* **What you are asked to do**
Set down exactly the lines running from the line with "the man's shoe." to the end of the listing below, both ends included.

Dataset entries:
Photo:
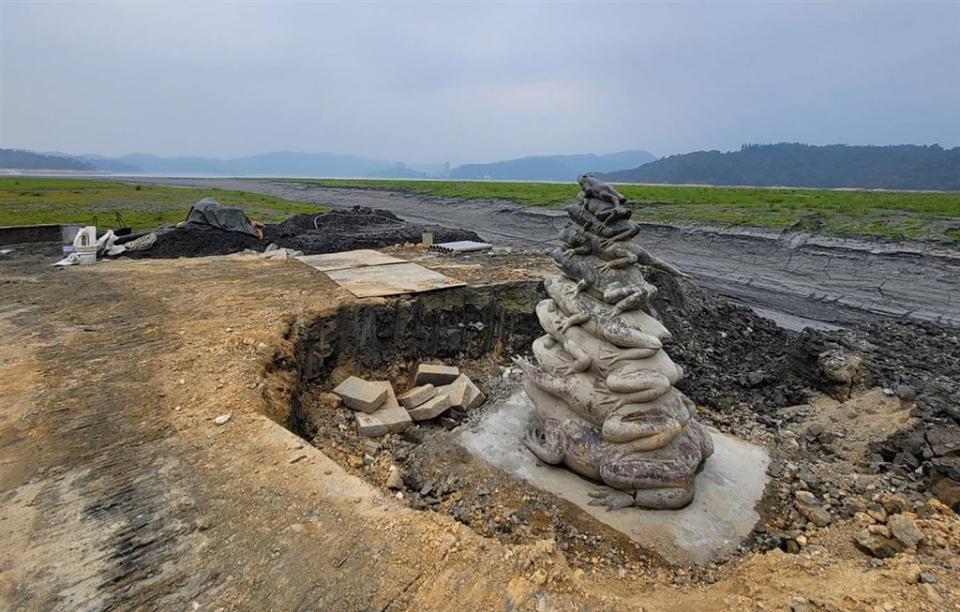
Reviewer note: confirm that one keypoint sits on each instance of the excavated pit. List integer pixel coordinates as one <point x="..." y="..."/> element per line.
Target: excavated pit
<point x="480" y="328"/>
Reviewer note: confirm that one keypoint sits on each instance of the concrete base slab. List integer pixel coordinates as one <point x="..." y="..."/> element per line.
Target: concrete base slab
<point x="721" y="515"/>
<point x="348" y="259"/>
<point x="391" y="279"/>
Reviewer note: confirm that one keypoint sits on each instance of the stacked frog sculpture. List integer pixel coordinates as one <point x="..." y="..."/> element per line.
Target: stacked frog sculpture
<point x="602" y="384"/>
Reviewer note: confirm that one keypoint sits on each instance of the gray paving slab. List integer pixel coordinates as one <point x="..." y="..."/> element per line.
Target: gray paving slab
<point x="393" y="279"/>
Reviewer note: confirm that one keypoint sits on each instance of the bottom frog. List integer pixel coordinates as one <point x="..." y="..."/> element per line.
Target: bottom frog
<point x="658" y="479"/>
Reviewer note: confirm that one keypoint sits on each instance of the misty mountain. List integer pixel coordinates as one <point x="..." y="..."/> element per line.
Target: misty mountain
<point x="551" y="167"/>
<point x="799" y="165"/>
<point x="25" y="160"/>
<point x="278" y="163"/>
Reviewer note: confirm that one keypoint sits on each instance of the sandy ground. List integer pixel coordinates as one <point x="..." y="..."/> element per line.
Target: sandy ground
<point x="119" y="491"/>
<point x="797" y="279"/>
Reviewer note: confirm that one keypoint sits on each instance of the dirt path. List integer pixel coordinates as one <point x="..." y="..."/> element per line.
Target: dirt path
<point x="119" y="491"/>
<point x="796" y="279"/>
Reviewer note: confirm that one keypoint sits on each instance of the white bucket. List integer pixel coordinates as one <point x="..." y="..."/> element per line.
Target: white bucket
<point x="85" y="245"/>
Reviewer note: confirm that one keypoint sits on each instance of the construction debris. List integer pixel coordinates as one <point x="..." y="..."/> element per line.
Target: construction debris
<point x="417" y="396"/>
<point x="362" y="395"/>
<point x="431" y="409"/>
<point x="461" y="246"/>
<point x="389" y="418"/>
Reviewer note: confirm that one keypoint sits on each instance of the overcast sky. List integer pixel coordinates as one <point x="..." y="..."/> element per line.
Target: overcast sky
<point x="474" y="81"/>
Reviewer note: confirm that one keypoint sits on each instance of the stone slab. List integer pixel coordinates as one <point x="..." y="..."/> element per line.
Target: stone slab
<point x="435" y="374"/>
<point x="463" y="393"/>
<point x="348" y="259"/>
<point x="390" y="418"/>
<point x="431" y="408"/>
<point x="418" y="395"/>
<point x="720" y="517"/>
<point x="392" y="279"/>
<point x="360" y="394"/>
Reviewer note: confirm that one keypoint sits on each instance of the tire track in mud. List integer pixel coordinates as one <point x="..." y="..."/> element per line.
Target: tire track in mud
<point x="796" y="279"/>
<point x="106" y="509"/>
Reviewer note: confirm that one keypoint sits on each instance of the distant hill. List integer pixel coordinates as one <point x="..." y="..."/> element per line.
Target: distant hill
<point x="799" y="165"/>
<point x="277" y="163"/>
<point x="25" y="160"/>
<point x="551" y="167"/>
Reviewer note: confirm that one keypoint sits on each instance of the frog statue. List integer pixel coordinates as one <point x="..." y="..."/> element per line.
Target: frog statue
<point x="603" y="386"/>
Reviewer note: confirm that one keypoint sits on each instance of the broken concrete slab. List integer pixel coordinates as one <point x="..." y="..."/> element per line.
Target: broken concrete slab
<point x="456" y="392"/>
<point x="418" y="395"/>
<point x="435" y="374"/>
<point x="361" y="394"/>
<point x="463" y="393"/>
<point x="720" y="516"/>
<point x="389" y="418"/>
<point x="391" y="279"/>
<point x="431" y="408"/>
<point x="327" y="262"/>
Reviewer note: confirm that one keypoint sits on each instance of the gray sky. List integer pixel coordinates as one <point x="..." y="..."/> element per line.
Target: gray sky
<point x="474" y="82"/>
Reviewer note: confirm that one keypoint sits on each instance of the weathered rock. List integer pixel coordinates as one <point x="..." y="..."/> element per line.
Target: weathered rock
<point x="842" y="370"/>
<point x="432" y="408"/>
<point x="394" y="478"/>
<point x="877" y="545"/>
<point x="947" y="491"/>
<point x="904" y="529"/>
<point x="435" y="374"/>
<point x="416" y="396"/>
<point x="815" y="514"/>
<point x="362" y="395"/>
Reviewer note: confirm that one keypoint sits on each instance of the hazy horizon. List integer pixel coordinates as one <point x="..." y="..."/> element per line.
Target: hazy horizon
<point x="471" y="83"/>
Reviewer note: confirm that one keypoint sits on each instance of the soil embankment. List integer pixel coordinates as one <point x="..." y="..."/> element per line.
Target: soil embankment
<point x="797" y="279"/>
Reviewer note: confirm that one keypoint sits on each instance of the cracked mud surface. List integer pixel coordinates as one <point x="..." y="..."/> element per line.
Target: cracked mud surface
<point x="798" y="278"/>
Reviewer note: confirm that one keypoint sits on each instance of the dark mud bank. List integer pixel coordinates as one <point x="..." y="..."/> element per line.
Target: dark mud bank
<point x="466" y="323"/>
<point x="735" y="361"/>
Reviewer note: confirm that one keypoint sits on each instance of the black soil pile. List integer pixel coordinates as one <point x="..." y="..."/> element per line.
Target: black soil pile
<point x="192" y="242"/>
<point x="357" y="228"/>
<point x="730" y="355"/>
<point x="921" y="361"/>
<point x="337" y="230"/>
<point x="736" y="361"/>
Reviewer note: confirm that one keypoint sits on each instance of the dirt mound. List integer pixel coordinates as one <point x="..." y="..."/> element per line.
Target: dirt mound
<point x="730" y="355"/>
<point x="192" y="242"/>
<point x="337" y="230"/>
<point x="739" y="363"/>
<point x="358" y="228"/>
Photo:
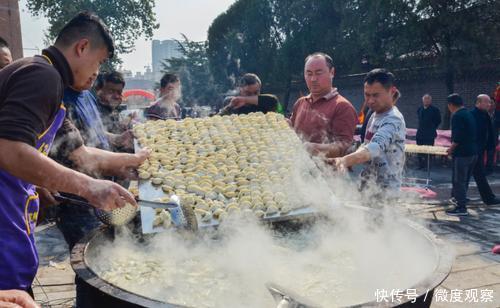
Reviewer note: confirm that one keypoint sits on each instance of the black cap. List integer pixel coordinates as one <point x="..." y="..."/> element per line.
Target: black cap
<point x="455" y="100"/>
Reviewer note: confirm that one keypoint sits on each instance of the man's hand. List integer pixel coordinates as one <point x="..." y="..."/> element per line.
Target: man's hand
<point x="140" y="157"/>
<point x="237" y="102"/>
<point x="338" y="163"/>
<point x="313" y="148"/>
<point x="46" y="197"/>
<point x="17" y="299"/>
<point x="107" y="195"/>
<point x="129" y="167"/>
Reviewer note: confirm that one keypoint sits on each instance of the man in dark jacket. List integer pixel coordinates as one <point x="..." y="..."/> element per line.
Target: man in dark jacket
<point x="485" y="141"/>
<point x="429" y="119"/>
<point x="250" y="99"/>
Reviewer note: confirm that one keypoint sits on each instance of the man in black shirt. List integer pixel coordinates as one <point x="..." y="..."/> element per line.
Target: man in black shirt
<point x="249" y="98"/>
<point x="464" y="152"/>
<point x="5" y="55"/>
<point x="109" y="96"/>
<point x="485" y="142"/>
<point x="429" y="119"/>
<point x="31" y="113"/>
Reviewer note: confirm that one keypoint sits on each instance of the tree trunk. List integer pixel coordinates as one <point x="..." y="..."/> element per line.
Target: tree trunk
<point x="288" y="89"/>
<point x="450" y="87"/>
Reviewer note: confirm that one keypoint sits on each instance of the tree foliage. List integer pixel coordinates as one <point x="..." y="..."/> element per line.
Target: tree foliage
<point x="198" y="87"/>
<point x="272" y="37"/>
<point x="126" y="19"/>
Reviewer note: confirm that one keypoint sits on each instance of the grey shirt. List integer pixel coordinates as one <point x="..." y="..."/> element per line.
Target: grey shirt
<point x="385" y="140"/>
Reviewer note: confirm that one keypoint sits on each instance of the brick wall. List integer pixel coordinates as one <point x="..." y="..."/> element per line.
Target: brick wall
<point x="413" y="85"/>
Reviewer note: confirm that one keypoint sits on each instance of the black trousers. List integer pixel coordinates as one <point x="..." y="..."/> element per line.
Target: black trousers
<point x="461" y="173"/>
<point x="483" y="186"/>
<point x="423" y="157"/>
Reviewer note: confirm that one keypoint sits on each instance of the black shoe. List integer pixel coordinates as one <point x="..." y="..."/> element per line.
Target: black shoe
<point x="493" y="201"/>
<point x="457" y="212"/>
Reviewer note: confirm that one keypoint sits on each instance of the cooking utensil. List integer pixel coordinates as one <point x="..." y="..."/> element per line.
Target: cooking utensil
<point x="286" y="298"/>
<point x="183" y="216"/>
<point x="116" y="217"/>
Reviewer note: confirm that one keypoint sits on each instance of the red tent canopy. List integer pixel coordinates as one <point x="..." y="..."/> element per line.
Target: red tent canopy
<point x="139" y="92"/>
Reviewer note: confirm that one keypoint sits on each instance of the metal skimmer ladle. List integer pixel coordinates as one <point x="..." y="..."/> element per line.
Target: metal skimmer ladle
<point x="287" y="299"/>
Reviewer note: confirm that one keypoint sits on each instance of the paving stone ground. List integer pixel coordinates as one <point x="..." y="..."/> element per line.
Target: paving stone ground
<point x="475" y="276"/>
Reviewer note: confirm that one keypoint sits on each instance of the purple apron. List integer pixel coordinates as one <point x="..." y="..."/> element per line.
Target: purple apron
<point x="18" y="214"/>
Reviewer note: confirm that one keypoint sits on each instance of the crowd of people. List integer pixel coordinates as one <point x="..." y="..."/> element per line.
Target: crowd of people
<point x="61" y="131"/>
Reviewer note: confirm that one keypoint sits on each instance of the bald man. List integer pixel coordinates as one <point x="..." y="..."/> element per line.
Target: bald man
<point x="324" y="119"/>
<point x="5" y="55"/>
<point x="485" y="141"/>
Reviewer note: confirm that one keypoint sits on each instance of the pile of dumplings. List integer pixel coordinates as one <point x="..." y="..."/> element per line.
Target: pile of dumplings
<point x="223" y="164"/>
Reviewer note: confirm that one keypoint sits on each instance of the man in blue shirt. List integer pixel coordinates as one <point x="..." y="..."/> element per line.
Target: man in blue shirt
<point x="464" y="152"/>
<point x="485" y="142"/>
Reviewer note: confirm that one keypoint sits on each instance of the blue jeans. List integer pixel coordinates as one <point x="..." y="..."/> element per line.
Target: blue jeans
<point x="461" y="173"/>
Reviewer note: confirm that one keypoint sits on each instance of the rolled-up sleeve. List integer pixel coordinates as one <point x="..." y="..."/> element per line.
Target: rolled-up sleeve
<point x="382" y="138"/>
<point x="344" y="123"/>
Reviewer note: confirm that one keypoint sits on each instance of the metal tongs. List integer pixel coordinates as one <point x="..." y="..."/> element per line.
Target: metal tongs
<point x="288" y="299"/>
<point x="182" y="216"/>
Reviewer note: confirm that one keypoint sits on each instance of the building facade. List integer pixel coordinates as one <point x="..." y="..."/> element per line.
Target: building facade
<point x="10" y="27"/>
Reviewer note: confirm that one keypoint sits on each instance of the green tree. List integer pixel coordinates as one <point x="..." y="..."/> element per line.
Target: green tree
<point x="126" y="19"/>
<point x="198" y="87"/>
<point x="241" y="41"/>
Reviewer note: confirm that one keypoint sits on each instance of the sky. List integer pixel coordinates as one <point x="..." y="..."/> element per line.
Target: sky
<point x="191" y="17"/>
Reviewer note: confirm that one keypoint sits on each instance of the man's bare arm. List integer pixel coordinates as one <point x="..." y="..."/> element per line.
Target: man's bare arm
<point x="25" y="162"/>
<point x="96" y="161"/>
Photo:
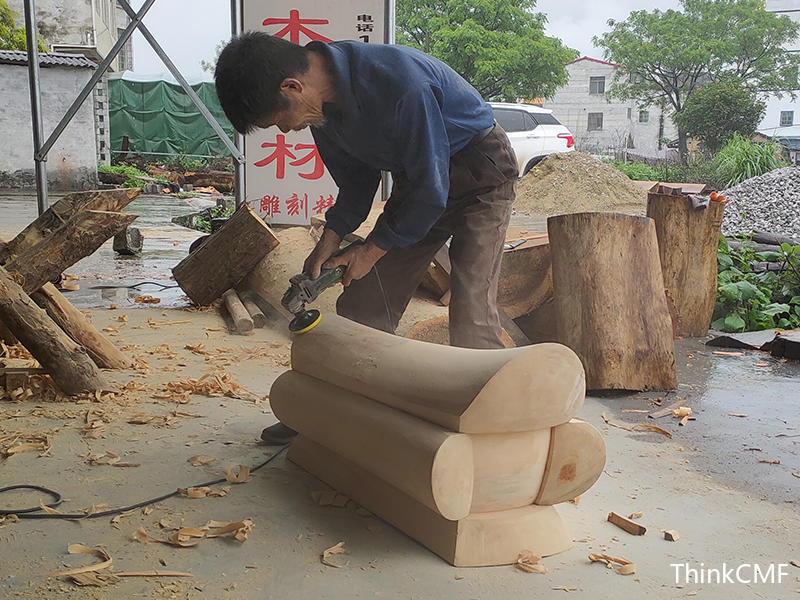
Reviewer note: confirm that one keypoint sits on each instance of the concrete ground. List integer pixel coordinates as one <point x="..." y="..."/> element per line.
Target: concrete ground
<point x="706" y="481"/>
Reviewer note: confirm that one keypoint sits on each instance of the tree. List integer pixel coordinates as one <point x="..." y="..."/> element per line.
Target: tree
<point x="498" y="46"/>
<point x="664" y="57"/>
<point x="11" y="36"/>
<point x="713" y="113"/>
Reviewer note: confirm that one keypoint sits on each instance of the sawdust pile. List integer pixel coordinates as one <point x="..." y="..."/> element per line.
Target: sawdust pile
<point x="576" y="182"/>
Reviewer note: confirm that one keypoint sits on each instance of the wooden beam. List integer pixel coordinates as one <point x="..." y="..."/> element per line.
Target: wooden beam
<point x="68" y="364"/>
<point x="71" y="320"/>
<point x="61" y="212"/>
<point x="77" y="238"/>
<point x="226" y="257"/>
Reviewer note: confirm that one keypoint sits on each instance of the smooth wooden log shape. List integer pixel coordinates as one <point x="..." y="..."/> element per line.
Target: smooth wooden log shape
<point x="609" y="298"/>
<point x="576" y="459"/>
<point x="105" y="354"/>
<point x="68" y="364"/>
<point x="226" y="257"/>
<point x="482" y="539"/>
<point x="431" y="465"/>
<point x="259" y="319"/>
<point x="687" y="246"/>
<point x="472" y="391"/>
<point x="77" y="238"/>
<point x="61" y="212"/>
<point x="242" y="321"/>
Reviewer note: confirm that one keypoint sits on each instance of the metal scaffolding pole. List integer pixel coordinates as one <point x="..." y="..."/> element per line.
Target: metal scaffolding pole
<point x="32" y="38"/>
<point x="238" y="139"/>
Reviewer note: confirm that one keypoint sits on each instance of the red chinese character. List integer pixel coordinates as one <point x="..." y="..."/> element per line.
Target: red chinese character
<point x="270" y="205"/>
<point x="323" y="204"/>
<point x="295" y="26"/>
<point x="294" y="204"/>
<point x="319" y="167"/>
<point x="280" y="155"/>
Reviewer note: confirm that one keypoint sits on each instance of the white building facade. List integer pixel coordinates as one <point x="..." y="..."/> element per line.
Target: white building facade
<point x="603" y="125"/>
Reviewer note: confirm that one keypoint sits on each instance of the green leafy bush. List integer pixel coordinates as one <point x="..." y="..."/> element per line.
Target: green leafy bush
<point x="742" y="159"/>
<point x="750" y="301"/>
<point x="133" y="175"/>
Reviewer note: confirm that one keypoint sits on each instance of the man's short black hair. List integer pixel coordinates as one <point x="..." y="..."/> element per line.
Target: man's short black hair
<point x="249" y="73"/>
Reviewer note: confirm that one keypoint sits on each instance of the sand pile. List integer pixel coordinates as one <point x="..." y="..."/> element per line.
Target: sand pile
<point x="576" y="182"/>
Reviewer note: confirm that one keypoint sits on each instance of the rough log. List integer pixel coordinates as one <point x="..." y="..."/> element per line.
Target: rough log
<point x="609" y="298"/>
<point x="77" y="238"/>
<point x="68" y="363"/>
<point x="71" y="320"/>
<point x="61" y="212"/>
<point x="226" y="257"/>
<point x="687" y="246"/>
<point x="242" y="322"/>
<point x="431" y="465"/>
<point x="461" y="389"/>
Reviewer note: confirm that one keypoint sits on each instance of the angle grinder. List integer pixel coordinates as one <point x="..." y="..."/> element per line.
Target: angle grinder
<point x="303" y="290"/>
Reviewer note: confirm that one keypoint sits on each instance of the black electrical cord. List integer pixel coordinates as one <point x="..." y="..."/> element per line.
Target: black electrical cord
<point x="32" y="513"/>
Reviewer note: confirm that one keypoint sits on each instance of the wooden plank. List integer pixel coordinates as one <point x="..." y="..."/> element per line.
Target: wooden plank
<point x="61" y="212"/>
<point x="105" y="354"/>
<point x="77" y="238"/>
<point x="226" y="257"/>
<point x="68" y="364"/>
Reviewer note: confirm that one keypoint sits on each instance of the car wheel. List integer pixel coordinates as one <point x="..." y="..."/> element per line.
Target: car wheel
<point x="532" y="163"/>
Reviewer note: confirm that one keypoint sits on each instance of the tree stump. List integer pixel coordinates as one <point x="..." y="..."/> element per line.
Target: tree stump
<point x="68" y="364"/>
<point x="687" y="246"/>
<point x="609" y="300"/>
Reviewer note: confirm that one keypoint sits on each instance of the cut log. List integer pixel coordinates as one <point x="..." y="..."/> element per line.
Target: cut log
<point x="609" y="298"/>
<point x="68" y="363"/>
<point x="481" y="539"/>
<point x="687" y="246"/>
<point x="226" y="257"/>
<point x="71" y="320"/>
<point x="431" y="465"/>
<point x="61" y="212"/>
<point x="77" y="238"/>
<point x="259" y="319"/>
<point x="241" y="318"/>
<point x="461" y="389"/>
<point x="526" y="277"/>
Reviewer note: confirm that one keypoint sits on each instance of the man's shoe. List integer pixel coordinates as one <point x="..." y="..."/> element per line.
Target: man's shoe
<point x="278" y="434"/>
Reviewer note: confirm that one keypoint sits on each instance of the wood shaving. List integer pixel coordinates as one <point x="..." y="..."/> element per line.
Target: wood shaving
<point x="240" y="475"/>
<point x="333" y="550"/>
<point x="528" y="562"/>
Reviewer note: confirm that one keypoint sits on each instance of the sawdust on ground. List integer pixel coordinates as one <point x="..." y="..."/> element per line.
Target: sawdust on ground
<point x="575" y="182"/>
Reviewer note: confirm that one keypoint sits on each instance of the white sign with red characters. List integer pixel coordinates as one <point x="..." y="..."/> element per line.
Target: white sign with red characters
<point x="286" y="180"/>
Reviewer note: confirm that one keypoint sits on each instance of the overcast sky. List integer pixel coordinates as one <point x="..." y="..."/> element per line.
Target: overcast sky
<point x="189" y="30"/>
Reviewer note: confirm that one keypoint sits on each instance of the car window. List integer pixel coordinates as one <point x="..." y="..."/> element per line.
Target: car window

* **Problem solution**
Reviewer note: confirm that one keypoint sits on each instance of the man's shoe. List integer pixel coordinates as one <point x="..." y="..."/> element per line.
Target: man's shoe
<point x="278" y="434"/>
Reviewer note: confirm that one keypoint sits on each instance of the wood shaving. List integer pixel coordinates as one <point x="..." y="..."/> element per line.
Target: wood shaving
<point x="240" y="475"/>
<point x="333" y="550"/>
<point x="528" y="562"/>
Reviewer note: confirm that one keypoint sits on each instance of the sawdust on ground. List integer pixel coordinates as one <point x="..." y="..."/> element per line.
Target: sawdust on ground
<point x="575" y="182"/>
Reviewer note: confirm that one keypoint sits on each instance of the white sign with red characters. List integer pixel coordinates as one <point x="..." y="..."/> element per line.
Target: white sign with red characters
<point x="286" y="180"/>
Reviewer note: confirm that one keypoint sits on each instance of the overcast sky. List integer pixel coordinates as one <point x="..." y="..."/> element per line.
Target: overcast sky
<point x="189" y="30"/>
Reviewer note: confirm that one keypoint sits on each instance of the car window. List integer pixel coordinates as one <point x="..." y="..."/> element per line.
Target: car window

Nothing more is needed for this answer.